● **TEKS**
━━━━━━━━━━━━━━━━━━━━━━━━━━━━━━
Bintang
Kesiangan
Sukardi Rinakit ; Peneliti Senior Soegeng Sarjadi Syndicate
|
KOMPAS,
06 November 2012
Saya prihatin dengan pelarangan kembali
penampilan grup musik Slank di Tangerang, Sabtu (3/11), hanya karena alasan
takut kerusuhan. Jika fenomena kecil tersebut dikonstruksi dalam bangunan
bangsa dan negara, Indonesia saat ini seakan-akan hanya sebuah entitas
suku-suku bangsa dan bukan negara.
Apabila Indonesia adalah
sebuah republik, aparat keamanan sebagai representasi konkret dari negara
seharusnya dapat memberikan jaminan bahwa konser musik itu bisa berjalan
aman. Mereka mempunyai kewenangan penuh untuk mobilisasi petugas, bahkan jika
perlu meminta bantuan pihak lain.
Sebagai bangsa dan negara
yang mengaku berbudaya, suka atau tidak, musik adalah satu batu bata yang
ikut menegakkan peradaban Indonesia. Mereka bisa membentuk critical mass
untuk gerakan antikorupsi, politisi busuk, dan lain-lain.
Dengan demikian,
pelarangan penampilan sebuah grup kesenian, termasuk grup musik, misalnya,
merefleksikan kekacauan praktik politik di Tanah Air.
Dilihat di atas permukaan,
demokrasi di republik ini sudah mempunyai segalanya. Partai politik,
pemilihan presiden dan pemilihan kepala daerah secara langsung, sistem
bikameral dalam legislatif, untuk sekadar menyebut beberapa contoh. Akan
tetapi, semua itu masih dalam tataran prosedural dan belum substansial
sehingga secara kritis bisa dikatakan bahwa praktik politik yang berlaku
sekarang sebenarnya masih berantakan. Ada disharmoni dan distrust di
dalamnya. Belum ada budaya politik yang mengakar.
Hal itu bisa dilihat dari
sungai politik Indonesia yang saat ini terbelah menjadi dua aliran. Pertama,
para politisi yang bernaung di bawah partai politik, apalagi para elite
partai yang merasa ”memiliki” partai, secara umum menganggap bahwa partai
adalah sumber tunggal lahirnya kepemimpinan nasional.
━━━━━━━━━━━━━━━━━━━━━━━━━━━━━━
● **KETENTUAN TUGAS**
Ringkaslah teks di atas mengenai pelarangan penampilan grup musik Slank dalam dua kalimat.

● **INFORMASI YANG DIBERIKAN**
━━━━━━━━━━━━━━━━━━━━━━━━━━━━━━
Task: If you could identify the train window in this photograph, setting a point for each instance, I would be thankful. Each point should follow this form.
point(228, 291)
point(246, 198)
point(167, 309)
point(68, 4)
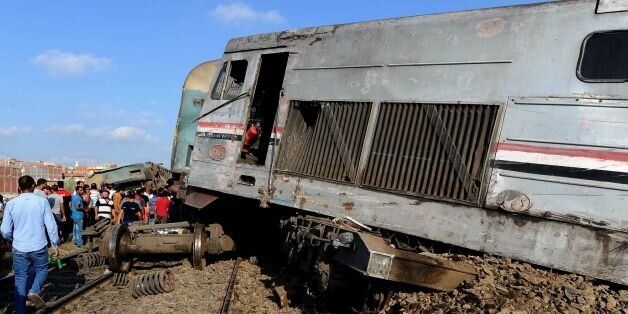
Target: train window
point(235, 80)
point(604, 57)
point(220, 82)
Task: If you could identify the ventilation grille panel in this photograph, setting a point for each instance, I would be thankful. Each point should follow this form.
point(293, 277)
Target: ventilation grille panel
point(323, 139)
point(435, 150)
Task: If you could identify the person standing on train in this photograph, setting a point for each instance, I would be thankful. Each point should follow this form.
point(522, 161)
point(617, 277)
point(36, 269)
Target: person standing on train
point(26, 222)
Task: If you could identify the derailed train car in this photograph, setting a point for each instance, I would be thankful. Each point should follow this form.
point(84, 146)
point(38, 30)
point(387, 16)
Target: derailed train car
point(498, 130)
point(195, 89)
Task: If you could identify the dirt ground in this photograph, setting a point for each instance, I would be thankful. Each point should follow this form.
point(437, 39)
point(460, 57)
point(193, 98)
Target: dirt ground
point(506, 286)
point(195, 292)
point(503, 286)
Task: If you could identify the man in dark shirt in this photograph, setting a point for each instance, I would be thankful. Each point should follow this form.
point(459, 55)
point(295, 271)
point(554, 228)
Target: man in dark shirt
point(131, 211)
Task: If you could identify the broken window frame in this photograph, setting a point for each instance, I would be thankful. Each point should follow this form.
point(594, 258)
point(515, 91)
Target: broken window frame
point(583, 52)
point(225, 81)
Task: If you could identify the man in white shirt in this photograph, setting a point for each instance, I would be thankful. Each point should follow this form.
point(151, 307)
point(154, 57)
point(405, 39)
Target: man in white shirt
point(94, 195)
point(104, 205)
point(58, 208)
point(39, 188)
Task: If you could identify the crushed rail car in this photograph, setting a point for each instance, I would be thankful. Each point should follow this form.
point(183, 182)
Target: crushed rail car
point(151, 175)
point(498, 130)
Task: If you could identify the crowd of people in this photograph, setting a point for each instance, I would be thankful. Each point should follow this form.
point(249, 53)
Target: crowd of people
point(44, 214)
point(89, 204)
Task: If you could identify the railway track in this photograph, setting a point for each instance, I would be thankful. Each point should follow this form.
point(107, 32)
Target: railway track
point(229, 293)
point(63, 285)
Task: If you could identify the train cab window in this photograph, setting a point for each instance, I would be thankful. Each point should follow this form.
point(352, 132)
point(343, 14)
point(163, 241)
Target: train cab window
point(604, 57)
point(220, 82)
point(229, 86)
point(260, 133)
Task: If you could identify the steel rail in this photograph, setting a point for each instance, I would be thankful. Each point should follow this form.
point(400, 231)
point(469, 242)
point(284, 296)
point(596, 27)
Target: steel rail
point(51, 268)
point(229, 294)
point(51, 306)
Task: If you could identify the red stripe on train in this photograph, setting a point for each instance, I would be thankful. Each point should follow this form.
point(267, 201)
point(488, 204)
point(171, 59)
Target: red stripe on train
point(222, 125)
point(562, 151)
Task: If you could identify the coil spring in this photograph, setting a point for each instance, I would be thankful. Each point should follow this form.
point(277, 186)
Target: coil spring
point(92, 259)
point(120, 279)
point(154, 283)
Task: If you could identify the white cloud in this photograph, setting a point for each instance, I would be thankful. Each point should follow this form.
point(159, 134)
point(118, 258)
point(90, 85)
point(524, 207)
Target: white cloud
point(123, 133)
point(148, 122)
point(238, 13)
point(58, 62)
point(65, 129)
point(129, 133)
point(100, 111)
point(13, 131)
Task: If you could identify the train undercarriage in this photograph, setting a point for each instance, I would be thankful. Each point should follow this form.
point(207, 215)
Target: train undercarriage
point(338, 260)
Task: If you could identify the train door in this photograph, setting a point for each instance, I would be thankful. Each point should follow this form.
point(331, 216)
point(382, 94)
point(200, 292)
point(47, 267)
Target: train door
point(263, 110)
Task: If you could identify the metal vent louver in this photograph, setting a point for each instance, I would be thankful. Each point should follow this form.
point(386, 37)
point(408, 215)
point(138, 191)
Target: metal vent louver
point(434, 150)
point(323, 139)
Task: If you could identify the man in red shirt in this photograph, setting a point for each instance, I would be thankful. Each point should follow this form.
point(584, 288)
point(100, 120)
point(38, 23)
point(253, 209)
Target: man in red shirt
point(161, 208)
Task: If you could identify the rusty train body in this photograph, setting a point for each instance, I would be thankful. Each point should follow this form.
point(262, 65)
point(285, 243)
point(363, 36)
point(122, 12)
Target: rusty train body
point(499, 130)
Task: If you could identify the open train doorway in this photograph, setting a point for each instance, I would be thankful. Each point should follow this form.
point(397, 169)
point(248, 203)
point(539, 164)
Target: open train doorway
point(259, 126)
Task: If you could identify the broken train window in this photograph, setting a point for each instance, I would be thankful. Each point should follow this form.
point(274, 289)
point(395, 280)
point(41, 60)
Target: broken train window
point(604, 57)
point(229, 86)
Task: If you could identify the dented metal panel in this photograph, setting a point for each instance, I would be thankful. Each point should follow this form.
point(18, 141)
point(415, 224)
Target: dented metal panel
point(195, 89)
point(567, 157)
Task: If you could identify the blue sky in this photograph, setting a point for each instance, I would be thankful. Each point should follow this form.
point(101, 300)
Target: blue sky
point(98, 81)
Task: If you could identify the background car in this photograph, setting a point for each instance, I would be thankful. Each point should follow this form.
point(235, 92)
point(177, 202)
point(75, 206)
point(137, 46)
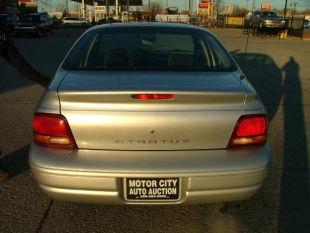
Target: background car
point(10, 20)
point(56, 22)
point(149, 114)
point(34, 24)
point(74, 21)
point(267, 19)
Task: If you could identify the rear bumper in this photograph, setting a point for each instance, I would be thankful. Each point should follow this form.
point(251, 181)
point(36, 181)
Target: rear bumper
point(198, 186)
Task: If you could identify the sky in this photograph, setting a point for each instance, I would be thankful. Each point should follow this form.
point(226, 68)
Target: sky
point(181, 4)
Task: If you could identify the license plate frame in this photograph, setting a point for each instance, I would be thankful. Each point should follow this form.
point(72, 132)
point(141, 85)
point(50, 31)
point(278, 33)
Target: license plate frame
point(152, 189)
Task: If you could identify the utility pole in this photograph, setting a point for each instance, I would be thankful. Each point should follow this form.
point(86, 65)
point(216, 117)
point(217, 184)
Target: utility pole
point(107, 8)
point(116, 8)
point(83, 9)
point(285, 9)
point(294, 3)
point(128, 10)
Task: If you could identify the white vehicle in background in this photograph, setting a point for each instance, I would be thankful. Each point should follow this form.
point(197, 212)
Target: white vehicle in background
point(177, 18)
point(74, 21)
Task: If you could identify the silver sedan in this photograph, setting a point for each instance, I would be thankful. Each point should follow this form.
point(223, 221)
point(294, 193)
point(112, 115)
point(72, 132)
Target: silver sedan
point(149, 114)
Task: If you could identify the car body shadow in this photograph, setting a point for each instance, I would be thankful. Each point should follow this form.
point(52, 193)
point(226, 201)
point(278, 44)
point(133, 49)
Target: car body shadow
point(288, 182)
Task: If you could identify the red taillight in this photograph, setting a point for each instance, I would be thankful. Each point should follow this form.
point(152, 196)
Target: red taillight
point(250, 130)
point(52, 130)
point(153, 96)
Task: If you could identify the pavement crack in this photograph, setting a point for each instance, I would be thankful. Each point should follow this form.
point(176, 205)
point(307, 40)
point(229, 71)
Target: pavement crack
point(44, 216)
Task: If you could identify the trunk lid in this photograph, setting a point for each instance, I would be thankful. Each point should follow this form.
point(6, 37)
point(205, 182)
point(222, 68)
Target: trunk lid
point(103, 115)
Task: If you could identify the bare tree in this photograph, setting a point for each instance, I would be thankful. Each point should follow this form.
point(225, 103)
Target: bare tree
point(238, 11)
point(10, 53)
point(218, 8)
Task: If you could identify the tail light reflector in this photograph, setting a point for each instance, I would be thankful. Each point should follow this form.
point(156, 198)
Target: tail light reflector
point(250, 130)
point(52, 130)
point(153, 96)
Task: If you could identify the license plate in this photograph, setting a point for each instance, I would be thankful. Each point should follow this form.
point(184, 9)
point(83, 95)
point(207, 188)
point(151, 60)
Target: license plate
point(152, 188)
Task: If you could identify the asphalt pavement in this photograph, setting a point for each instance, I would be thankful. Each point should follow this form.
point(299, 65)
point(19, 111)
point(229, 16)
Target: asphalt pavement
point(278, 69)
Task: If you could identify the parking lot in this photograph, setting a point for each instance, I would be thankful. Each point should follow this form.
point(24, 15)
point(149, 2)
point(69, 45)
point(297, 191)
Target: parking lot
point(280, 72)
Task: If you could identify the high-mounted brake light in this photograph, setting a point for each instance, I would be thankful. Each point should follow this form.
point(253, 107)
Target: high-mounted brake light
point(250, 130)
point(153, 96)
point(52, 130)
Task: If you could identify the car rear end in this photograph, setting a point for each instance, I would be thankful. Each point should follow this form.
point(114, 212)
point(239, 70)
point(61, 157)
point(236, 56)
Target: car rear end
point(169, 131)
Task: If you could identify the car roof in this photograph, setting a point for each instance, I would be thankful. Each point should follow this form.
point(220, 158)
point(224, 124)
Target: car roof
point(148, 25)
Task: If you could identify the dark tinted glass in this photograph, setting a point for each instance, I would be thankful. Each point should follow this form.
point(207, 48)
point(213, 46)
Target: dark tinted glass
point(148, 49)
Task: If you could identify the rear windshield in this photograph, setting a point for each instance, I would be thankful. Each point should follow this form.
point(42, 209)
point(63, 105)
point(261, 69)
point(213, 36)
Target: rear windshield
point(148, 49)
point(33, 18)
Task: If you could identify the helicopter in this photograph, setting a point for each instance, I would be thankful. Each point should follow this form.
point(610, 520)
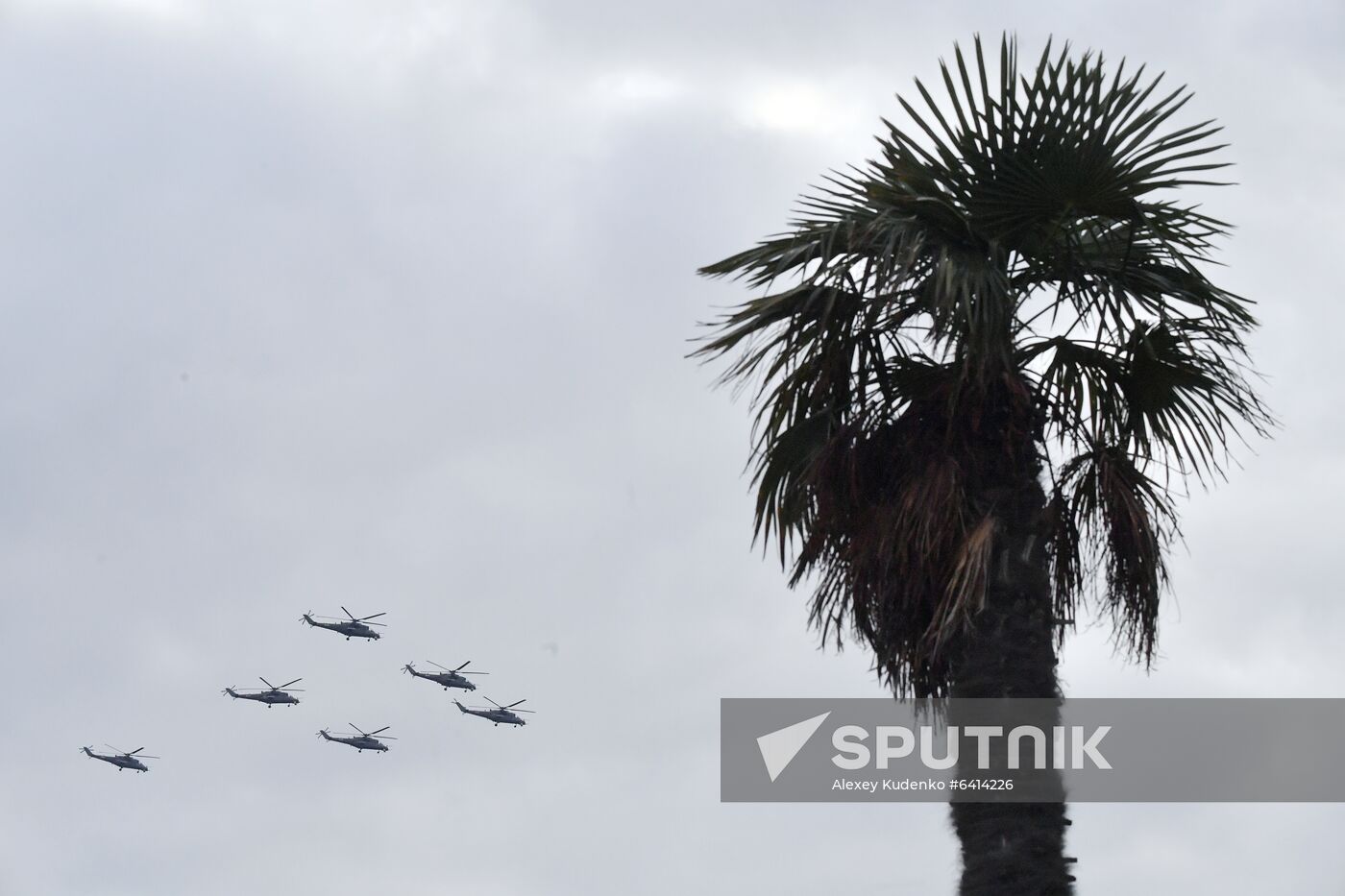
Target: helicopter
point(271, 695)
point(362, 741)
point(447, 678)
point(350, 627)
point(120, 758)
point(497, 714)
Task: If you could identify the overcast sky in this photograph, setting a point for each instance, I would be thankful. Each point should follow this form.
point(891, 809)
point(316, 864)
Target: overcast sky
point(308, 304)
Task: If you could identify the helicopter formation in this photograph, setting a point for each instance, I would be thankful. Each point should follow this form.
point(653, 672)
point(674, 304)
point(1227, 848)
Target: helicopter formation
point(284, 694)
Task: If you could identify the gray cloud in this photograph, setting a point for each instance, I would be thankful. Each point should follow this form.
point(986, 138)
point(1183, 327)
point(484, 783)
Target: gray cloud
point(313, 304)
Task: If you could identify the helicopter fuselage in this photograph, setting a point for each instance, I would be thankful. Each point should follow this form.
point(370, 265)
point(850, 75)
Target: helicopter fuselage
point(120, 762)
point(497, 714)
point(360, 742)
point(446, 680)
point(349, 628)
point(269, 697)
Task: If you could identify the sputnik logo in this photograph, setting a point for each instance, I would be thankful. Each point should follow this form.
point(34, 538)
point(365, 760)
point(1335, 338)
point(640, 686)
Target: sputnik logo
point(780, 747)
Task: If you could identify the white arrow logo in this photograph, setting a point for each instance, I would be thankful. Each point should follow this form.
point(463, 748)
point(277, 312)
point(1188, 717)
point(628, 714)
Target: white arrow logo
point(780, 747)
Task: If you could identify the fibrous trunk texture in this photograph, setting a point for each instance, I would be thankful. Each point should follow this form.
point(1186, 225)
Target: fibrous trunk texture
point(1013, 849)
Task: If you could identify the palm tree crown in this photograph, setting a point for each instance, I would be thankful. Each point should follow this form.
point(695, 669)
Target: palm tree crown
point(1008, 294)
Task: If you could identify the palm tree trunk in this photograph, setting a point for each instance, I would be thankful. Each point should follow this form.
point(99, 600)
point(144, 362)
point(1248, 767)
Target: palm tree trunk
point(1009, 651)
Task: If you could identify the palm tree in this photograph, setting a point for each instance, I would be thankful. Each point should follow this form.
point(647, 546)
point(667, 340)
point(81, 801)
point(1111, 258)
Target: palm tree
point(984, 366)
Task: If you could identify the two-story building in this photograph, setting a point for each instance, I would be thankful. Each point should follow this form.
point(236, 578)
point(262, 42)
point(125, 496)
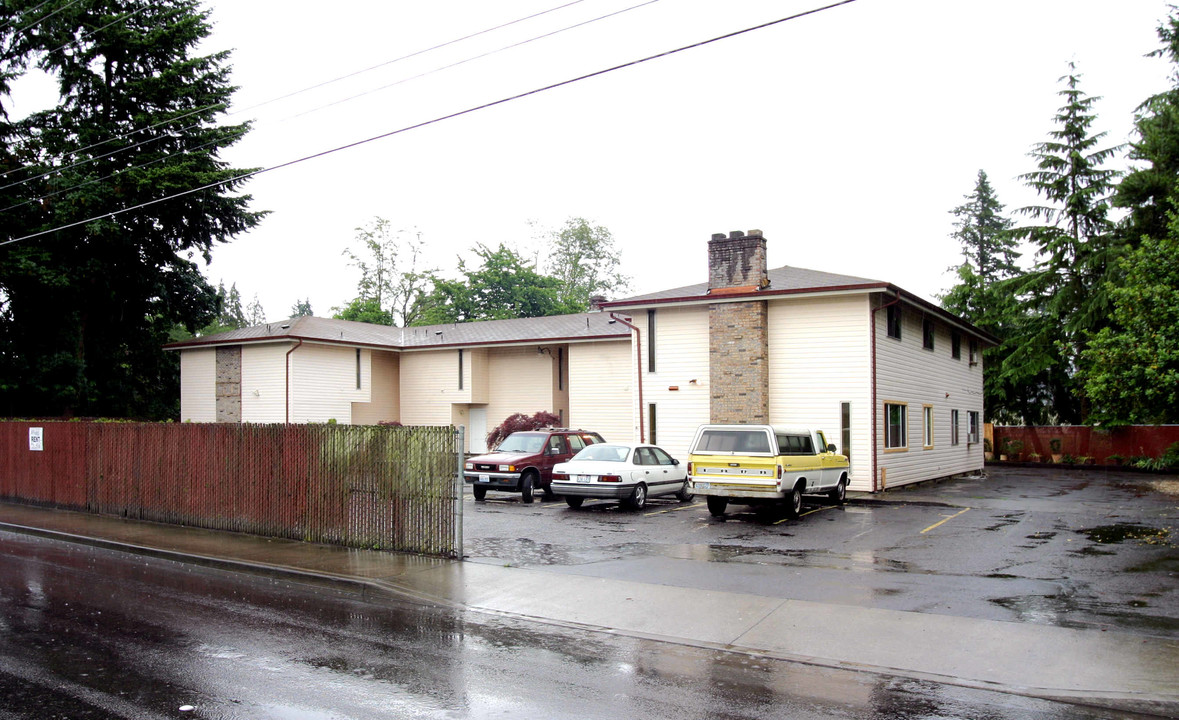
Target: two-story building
━━━━━━━━━━━━━━━━━━━━━━━━━━━━━━
● **PENYELESAIAN MASALAH**
Penulis prihatin atas pelarangan kembali penampilan grup musik Slank di Tangerang hanya karena alasan takut kerusuhan, padahal aparat keamanan sebagai representasi konkret negara seharusnya dapat menjamin konser itu berjalan aman. Menurut penulis, pelarangan semacam itu merefleksikan kekacauan praktik politik di Tanah Air, sebab demokrasi Indonesia masih berada dalam tataran prosedural dan belum substansial.